What you have to do:
When you return the entries, keep every word and mark exactly as it is.

%%

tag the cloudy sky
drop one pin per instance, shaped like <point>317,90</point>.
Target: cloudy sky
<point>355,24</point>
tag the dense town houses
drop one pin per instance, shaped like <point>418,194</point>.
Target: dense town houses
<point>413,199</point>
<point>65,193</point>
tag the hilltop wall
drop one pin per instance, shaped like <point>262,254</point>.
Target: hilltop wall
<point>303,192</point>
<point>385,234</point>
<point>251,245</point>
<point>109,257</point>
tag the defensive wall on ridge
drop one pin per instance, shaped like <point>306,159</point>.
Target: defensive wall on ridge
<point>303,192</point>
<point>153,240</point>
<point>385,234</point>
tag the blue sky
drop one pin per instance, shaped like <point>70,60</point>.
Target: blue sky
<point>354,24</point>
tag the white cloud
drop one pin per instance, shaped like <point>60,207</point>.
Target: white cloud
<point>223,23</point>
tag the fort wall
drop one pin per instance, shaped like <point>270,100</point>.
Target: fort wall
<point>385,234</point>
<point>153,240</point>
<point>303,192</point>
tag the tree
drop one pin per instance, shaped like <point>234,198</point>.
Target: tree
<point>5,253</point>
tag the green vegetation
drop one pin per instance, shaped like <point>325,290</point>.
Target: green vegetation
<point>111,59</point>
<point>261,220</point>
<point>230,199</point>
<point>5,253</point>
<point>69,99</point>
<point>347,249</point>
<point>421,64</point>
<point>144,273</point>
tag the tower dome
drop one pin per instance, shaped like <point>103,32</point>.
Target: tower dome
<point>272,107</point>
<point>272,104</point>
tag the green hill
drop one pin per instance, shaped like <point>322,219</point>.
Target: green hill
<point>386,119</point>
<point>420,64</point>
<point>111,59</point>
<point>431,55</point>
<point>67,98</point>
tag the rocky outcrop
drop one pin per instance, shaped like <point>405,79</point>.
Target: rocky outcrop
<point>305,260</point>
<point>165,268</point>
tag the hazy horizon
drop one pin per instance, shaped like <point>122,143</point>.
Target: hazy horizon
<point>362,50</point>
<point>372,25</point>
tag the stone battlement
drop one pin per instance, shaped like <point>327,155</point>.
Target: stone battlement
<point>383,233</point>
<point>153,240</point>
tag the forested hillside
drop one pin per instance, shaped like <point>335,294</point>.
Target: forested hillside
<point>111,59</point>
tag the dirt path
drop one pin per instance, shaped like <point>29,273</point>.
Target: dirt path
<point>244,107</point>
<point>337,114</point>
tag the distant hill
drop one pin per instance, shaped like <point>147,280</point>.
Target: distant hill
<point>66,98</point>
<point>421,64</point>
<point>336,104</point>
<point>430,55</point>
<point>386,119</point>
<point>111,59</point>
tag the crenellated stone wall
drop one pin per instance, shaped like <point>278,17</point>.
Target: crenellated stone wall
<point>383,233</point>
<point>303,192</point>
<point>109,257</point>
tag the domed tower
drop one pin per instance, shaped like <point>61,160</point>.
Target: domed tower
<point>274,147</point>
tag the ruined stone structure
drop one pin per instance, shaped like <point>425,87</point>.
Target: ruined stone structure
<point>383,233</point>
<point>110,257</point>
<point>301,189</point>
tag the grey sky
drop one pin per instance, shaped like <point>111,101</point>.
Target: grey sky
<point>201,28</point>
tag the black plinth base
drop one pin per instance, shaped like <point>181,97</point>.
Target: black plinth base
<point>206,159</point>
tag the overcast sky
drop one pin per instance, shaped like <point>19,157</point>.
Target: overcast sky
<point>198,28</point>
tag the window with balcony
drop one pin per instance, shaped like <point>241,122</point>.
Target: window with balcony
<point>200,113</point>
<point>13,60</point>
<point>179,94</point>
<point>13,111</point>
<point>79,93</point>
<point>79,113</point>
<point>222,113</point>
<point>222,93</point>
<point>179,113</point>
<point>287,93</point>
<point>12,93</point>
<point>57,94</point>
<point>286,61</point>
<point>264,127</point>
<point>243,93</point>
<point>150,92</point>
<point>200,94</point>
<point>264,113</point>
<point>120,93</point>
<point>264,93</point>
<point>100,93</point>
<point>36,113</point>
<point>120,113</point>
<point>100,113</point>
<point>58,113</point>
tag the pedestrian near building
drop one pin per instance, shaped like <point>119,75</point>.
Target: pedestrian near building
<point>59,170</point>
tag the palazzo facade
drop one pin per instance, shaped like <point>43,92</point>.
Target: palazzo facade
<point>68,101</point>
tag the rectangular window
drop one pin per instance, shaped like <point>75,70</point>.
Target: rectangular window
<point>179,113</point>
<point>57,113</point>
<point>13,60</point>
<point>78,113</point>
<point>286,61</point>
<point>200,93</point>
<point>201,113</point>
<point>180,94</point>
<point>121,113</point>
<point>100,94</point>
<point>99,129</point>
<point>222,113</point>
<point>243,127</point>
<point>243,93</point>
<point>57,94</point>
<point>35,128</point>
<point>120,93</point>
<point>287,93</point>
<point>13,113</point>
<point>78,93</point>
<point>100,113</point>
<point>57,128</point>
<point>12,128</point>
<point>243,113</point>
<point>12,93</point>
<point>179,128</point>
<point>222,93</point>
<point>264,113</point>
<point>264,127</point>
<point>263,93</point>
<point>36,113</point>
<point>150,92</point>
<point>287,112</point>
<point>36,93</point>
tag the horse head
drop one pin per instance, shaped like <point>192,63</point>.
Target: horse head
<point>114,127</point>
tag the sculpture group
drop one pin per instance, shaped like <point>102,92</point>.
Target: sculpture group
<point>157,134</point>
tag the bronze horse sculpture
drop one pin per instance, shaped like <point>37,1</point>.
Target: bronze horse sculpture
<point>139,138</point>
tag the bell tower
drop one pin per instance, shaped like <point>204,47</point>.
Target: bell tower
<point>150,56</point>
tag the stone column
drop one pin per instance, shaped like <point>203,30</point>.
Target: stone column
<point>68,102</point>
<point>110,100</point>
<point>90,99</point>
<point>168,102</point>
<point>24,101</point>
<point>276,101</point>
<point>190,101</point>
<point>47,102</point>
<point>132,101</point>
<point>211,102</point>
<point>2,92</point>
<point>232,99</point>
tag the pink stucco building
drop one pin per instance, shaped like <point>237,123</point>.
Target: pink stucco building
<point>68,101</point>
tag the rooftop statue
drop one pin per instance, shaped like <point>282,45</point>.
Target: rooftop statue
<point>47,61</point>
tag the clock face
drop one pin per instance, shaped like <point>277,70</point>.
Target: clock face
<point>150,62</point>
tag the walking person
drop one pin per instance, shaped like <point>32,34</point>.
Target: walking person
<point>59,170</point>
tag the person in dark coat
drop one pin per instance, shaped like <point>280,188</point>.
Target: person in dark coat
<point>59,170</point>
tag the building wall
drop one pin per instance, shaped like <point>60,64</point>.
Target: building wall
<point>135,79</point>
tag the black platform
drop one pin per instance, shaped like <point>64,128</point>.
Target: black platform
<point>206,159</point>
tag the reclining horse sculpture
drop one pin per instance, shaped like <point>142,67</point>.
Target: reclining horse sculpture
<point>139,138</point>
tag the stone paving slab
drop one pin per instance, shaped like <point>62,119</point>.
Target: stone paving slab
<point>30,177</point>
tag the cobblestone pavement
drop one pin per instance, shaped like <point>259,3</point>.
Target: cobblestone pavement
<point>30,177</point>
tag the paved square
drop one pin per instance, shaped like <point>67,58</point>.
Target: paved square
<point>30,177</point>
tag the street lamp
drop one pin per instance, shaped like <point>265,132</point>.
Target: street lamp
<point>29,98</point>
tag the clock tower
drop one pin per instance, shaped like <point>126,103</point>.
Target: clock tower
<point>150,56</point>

%%

Response to this exercise:
tag the cloudy sky
drop one pin per instance, shaped like <point>317,90</point>.
Target: cloudy sky
<point>355,24</point>
tag the dense town houses
drop one pin per instance, shaped like <point>418,194</point>.
Target: dense town houses
<point>413,199</point>
<point>65,193</point>
tag the hilltop wall
drop one pin per instance, shaped like <point>262,254</point>.
Target: hilltop wall
<point>303,192</point>
<point>385,234</point>
<point>251,245</point>
<point>109,257</point>
tag the defensive wall on ridge
drop one pin per instance, shaped like <point>306,159</point>.
Target: defensive wall on ridge
<point>303,192</point>
<point>153,240</point>
<point>385,234</point>
tag the blue sky
drop one pin per instance, shaped like <point>70,60</point>.
Target: blue sky
<point>354,24</point>
tag the white cloud
drop one pin per instance, shaped like <point>60,207</point>.
Target: white cloud
<point>223,23</point>
tag the fort wall
drop one pin per instance, shaped like <point>270,100</point>.
Target: fort wall
<point>385,234</point>
<point>153,240</point>
<point>303,192</point>
tag the tree
drop one pin per instance, shaped like <point>234,198</point>.
Target: tree
<point>5,253</point>
tag the green vegetation
drop one pin per instance, shaped like <point>325,290</point>.
Target: green vegetation
<point>111,59</point>
<point>261,220</point>
<point>230,199</point>
<point>5,253</point>
<point>69,99</point>
<point>347,249</point>
<point>421,64</point>
<point>144,273</point>
tag the tower dome
drop one pin per instance, shaped like <point>103,32</point>.
Target: tower dome
<point>272,107</point>
<point>272,104</point>
tag the green hill
drop one pin per instance, shaped like <point>322,219</point>.
Target: green hill
<point>386,119</point>
<point>420,64</point>
<point>111,59</point>
<point>431,55</point>
<point>67,98</point>
tag the rocky outcrop
drop one pin per instance, shaped like <point>405,79</point>.
Target: rocky outcrop
<point>305,260</point>
<point>165,268</point>
tag the hazy horizon
drop one pin per instance, shaped like <point>122,143</point>.
Target: hazy horizon
<point>362,50</point>
<point>372,25</point>
tag the stone battlement
drop one pin per instance, shaped like <point>327,155</point>.
Target: stone battlement
<point>383,233</point>
<point>153,240</point>
tag the forested hillside
drop one pin per instance, shaped like <point>335,294</point>.
Target: forested hillside
<point>111,59</point>
tag the dirt path
drop one pin per instance, shaped like <point>29,273</point>.
Target: dirt path
<point>244,107</point>
<point>337,114</point>
tag the distant hill
drop one pin per instance, shaped like <point>147,280</point>.
Target: distant hill
<point>66,98</point>
<point>421,64</point>
<point>336,104</point>
<point>430,55</point>
<point>386,119</point>
<point>111,59</point>
tag the crenellated stone wall
drop one pin per instance, shaped like <point>278,17</point>.
Target: crenellated stone wall
<point>383,233</point>
<point>303,192</point>
<point>109,257</point>
tag the domed tower
drop one pin per instance, shaped like <point>61,160</point>.
Target: domed tower
<point>274,147</point>
tag the ruined stone structure
drop one pin per instance, shaped like <point>425,87</point>.
Target: ruined stone structure
<point>383,233</point>
<point>110,257</point>
<point>301,189</point>
tag the grey sky
drop one pin per instance, shaped like <point>111,101</point>.
Target: grey sky
<point>201,28</point>
tag the black plinth base
drop one pin per instance, shaped like <point>181,97</point>.
Target: black plinth base
<point>206,159</point>
tag the overcast sky
drop one pin per instance, shaped like <point>19,157</point>.
Target: overcast sky
<point>198,28</point>
tag the window with balcony
drop one pin per instance, shaped like <point>241,122</point>.
Target: window with balcony
<point>200,113</point>
<point>13,60</point>
<point>179,94</point>
<point>13,111</point>
<point>79,93</point>
<point>79,113</point>
<point>222,113</point>
<point>222,93</point>
<point>179,113</point>
<point>287,93</point>
<point>12,93</point>
<point>57,94</point>
<point>286,61</point>
<point>264,127</point>
<point>243,93</point>
<point>150,92</point>
<point>200,94</point>
<point>264,113</point>
<point>120,93</point>
<point>264,93</point>
<point>100,93</point>
<point>36,113</point>
<point>120,113</point>
<point>100,113</point>
<point>58,113</point>
tag the pedestrian near building
drop one pin per instance, shaped like <point>119,75</point>.
Target: pedestrian near building
<point>59,170</point>
tag the palazzo facade
drop one pin per instance, shaped like <point>43,92</point>.
Target: palazzo facade
<point>68,101</point>
tag the rectangular window
drop one pin per instance, shaped like <point>75,70</point>.
Target: rectangular window
<point>179,113</point>
<point>57,113</point>
<point>13,60</point>
<point>78,113</point>
<point>286,61</point>
<point>200,93</point>
<point>201,113</point>
<point>180,94</point>
<point>121,113</point>
<point>100,94</point>
<point>99,129</point>
<point>222,113</point>
<point>243,127</point>
<point>243,93</point>
<point>57,94</point>
<point>35,128</point>
<point>120,93</point>
<point>287,93</point>
<point>13,113</point>
<point>78,93</point>
<point>100,113</point>
<point>57,128</point>
<point>12,128</point>
<point>243,113</point>
<point>12,93</point>
<point>179,128</point>
<point>222,93</point>
<point>264,113</point>
<point>264,127</point>
<point>263,93</point>
<point>36,113</point>
<point>150,92</point>
<point>287,112</point>
<point>36,93</point>
tag the horse head
drop one pin per instance, shaped like <point>192,63</point>.
Target: horse head
<point>114,127</point>
tag the sculpture group
drop one pin per instance, shaped like <point>102,92</point>.
Target: sculpture group
<point>157,134</point>
tag the bronze horse sculpture
drop one pin per instance, shaped like <point>37,1</point>.
Target: bronze horse sculpture
<point>139,138</point>
tag the bell tower
drop one pin per instance, shaped like <point>204,47</point>.
Target: bell tower
<point>150,56</point>
tag the stone column
drop one pin per instance, shaped like <point>203,30</point>.
Target: stone column
<point>68,102</point>
<point>110,100</point>
<point>90,99</point>
<point>168,102</point>
<point>24,101</point>
<point>276,101</point>
<point>190,101</point>
<point>47,102</point>
<point>132,101</point>
<point>211,102</point>
<point>2,92</point>
<point>232,99</point>
tag the pink stucco building
drop one pin per instance, shaped like <point>237,123</point>.
Target: pink stucco building
<point>68,101</point>
tag the rooftop statue
drop one pin per instance, shaped like <point>282,45</point>.
Target: rooftop statue
<point>47,61</point>
tag the clock face
drop one pin per instance, shaped like <point>277,70</point>.
Target: clock face
<point>150,62</point>
tag the walking person
drop one pin per instance, shaped like <point>32,34</point>.
Target: walking person
<point>59,170</point>
tag the person in dark coat
drop one pin per instance, shaped like <point>280,188</point>.
Target: person in dark coat
<point>59,170</point>
tag the building wall
drop one pin per instance, shaped like <point>60,64</point>.
Target: building wall
<point>135,79</point>
tag the black platform
drop one pin per instance, shaped like <point>64,128</point>.
Target: black platform
<point>206,159</point>
tag the reclining horse sculpture
drop one pin per instance, shaped like <point>142,67</point>.
Target: reclining horse sculpture
<point>139,138</point>
tag the stone paving slab
drop one pin per instance, shaped like <point>62,119</point>.
Target: stone paving slab
<point>30,177</point>
tag the cobblestone pavement
drop one pin per instance, shaped like <point>259,3</point>.
Target: cobblestone pavement
<point>30,177</point>
tag the paved square
drop one pin per instance, shaped like <point>67,58</point>.
Target: paved square
<point>30,177</point>
tag the street lamp
drop one pin per instance, shaped like <point>265,132</point>.
Target: street lamp
<point>29,98</point>
tag the clock tower
drop one pin per instance, shaped like <point>126,103</point>.
Target: clock tower
<point>150,56</point>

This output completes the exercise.